Transparency. Result-oriented. Free of discretionary and bureaucratic delays. Governance in the day-to-day life of the aam aadmi. The finance minister said all the right things in the first five minutes of his speech. I was a part of the Mint Editor’s live chat and as the budget speech progressed and the outlays began to be doled out, the sheer extent of cynicism in the comments showed the contempt with which at least the online population of India seemed to be reacting to what the finance minister was saying.
In the preconditioned din of reaction, the part of the speech that addressed the issue of leakages from the pipeline got missed. The finance minister built upon the theme of growth with redistribution and fixing the leaking pipe that takes the benefits to the bottom of the pyramid.
The most significant change over the next few years will be the moving of benefits from the vested interest- infested chain, where people feed off welfare spends down the line, to the system of direct transfers using technology. The unique ID (identification) programme and mobile banking will slowly circumvent the system that does not allow the benefits to get to those who need them. Right now only three things are being considered: kerosene, LPG (liquefied petroleum gas) and fertilizers. The thinking is that if this works, others will follow.
But there were small tweaks in the income-tax slabs that began with taking us closer to the road laid out by the direct taxes code (DTC), but then suddenly digressed in a pointless direction. The basic tax exemption limit for men is up, less than the expected Rs2 lakh to Rs1.8 lakh. The limit for women stays at Rs1.9 lakh. India brings the definition of senior citizen down from 65 to 60 years of age and their basic exemption limit is now at Rs .5 lakh. In a pointless sort of a digression from the DTC road, the finance minister has added a new category of tax slab: the very old. Those above the age of 80 will now get a basic tax exemption of Rs5 lakh. The urban mass affluent has a life expectancy that is now easily in the 80s. For them, the Rs 4,133 tax-free income that this will give is marginal relief. While the tax impact on individuals will be limited, the big difference will be in the manner of tax computation, filing and refunds.

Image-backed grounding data
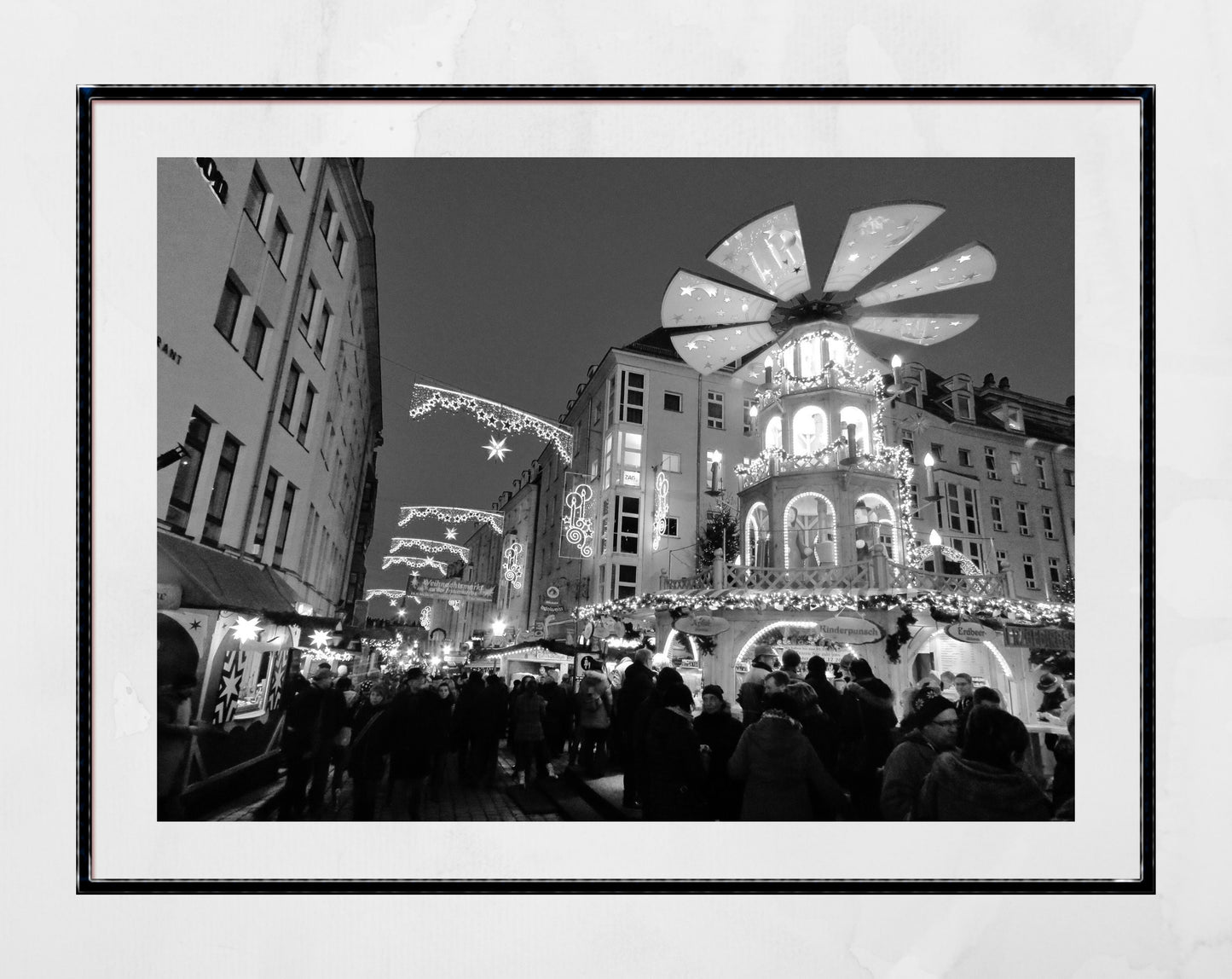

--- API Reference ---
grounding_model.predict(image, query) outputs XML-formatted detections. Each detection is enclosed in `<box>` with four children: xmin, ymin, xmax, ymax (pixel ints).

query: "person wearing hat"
<box><xmin>881</xmin><ymin>686</ymin><xmax>958</xmax><ymax>820</ymax></box>
<box><xmin>694</xmin><ymin>683</ymin><xmax>744</xmax><ymax>820</ymax></box>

▶ EXPLORE THE MATERIAL
1) List the items that the budget commentary says are currently being considered for direct transfers.
2) According to the budget commentary, what is the basic tax exemption limit for women?
3) Write the next part of the budget commentary, beginning after its final sentence.

▶ RESULTS IN ORDER
1)
Kerosene
LPG (liquefied petroleum gas)
Fertilizers

2) It stays at Rs1.9 lakh.

3)
The budget speech spent about 2 full minutes on this. Those with just salary income (income is counted under five heads) as their source of income and having their taxes deducted at source will not have the bother of filing income-tax returns. This means that you should not have interest income, or income from house property or any capital gain that needs to be counted as income.
The widely expected excise rate changes did not happen. Nor did the service tax hike happen. But new services got included in the tax net.
Certain categories of hotels and airline services got included in the tax net, though at reduced rates.
Two significant changes have taken place in the insurance space. First, the finance minister told insurance companies to stick to their core business: providing risk cover. He has included the investment part of all policies in the service tax net. This means that money-back, endowment and other investment-heavy policies will be more expensive, giving one more reason to buy a pure term cover. Two, health check-ups done by hospitals with more than 25 beds or those with air conditioning will now be in the service tax net.
The budget proposal on allowing foreigners to invest in mutual funds is the most intriguing. Is the finance minister’s purpose to allow a larger fund flow or to allow a window to round-trip the money back into India?
The next year will tell the story when the flow of money that comes to India through the mutual fund route will show what this budget proposal ended up doing.
And apart from 300 (several budget initiatives call for investment of Rs 300 crore), the other fixation the budget has is with the letter S. ‘Sevottam’. ‘Sugam’. ‘Swabhiman’. ‘Swavalamban’. If only they’d replace S with G. On the ground—governance.